» **Document section**:
##############################

The Pneupard is a creation of researchers Andre Rosendo and Shogo Nakatsu, under the supervision of Kenichi Narioka and Professor Koh Hosoda at Osaka University's Graduate School of Information Science and Technology. The team has worked extensively with pneumatic artificial muscles in the past. We've previously covered their biped Athlete, and shared a video of their adorable infant robot Pneuborn.

Pneumatic artificial muscles may be made from a rubber tube sheathed in nylon, but they contract much like the real thing when filled with air. They can pack a lot of power in short bursts and are also highly flexible and impact-resistant, giving them a lifelike quality that is often missing in robots powered by electric motors. The muscle contractions, when combined with limbs that accurately replicate the length, forces, and range of motion of a real cat, naturally generate a lifelike movement.

osaka university pneupard

Rosendo, the project leader, explains that, in the current prototype, each hind limb has eight active muscles, and the fore limbs, which are still under construction, will have six muscles. "The spine will also have muscles, performing flexion and extension," he says. "The main idea of this project is to create a biomimetic platform, where we can replicate feline structure to better understand how they can excel in so many different areas in locomotion. After grasping their secret, it would be possible to apply that knowledge to future robots."

##############################

(Labeled region records)

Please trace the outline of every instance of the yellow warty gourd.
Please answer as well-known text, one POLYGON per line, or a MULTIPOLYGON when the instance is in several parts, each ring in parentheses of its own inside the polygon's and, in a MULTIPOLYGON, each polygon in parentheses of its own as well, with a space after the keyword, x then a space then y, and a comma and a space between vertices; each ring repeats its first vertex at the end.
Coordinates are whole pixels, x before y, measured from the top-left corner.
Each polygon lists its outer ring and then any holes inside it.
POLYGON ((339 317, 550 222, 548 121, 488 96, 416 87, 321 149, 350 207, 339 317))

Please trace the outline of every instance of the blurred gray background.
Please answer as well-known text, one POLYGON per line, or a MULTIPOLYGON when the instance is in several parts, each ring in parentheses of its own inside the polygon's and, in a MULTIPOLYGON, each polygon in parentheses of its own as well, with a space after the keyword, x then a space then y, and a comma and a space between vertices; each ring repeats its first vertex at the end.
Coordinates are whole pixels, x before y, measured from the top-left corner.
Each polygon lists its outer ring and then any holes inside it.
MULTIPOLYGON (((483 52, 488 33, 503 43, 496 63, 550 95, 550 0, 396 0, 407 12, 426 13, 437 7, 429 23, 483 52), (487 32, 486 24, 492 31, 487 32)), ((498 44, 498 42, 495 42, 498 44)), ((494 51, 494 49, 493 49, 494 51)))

##############################

» **Exercises to complete**:
a. Which people are named in the Pneupard passage?
b. Reproduce, word for word, the stretch of the Pneupard passage from "Pneumatic artificial muscles may" through "a lifelike movement.".

» **Responses to the exercise**:
a. Andre Rosendo, Shogo Nakatsu, Kenichi Narioka, Koh Hosoda

b.
Pneumatic artificial muscles may be made from a rubber tube sheathed in nylon, but they contract much like the real thing when filled with air. They can pack a lot of power in short bursts and are also highly flexible and impact-resistant, giving them a lifelike quality that is often missing in robots powered by electric motors. The muscle contractions, when combined with limbs that accurately replicate the length, forces, and range of motion of a real cat, naturally generate a lifelike movement.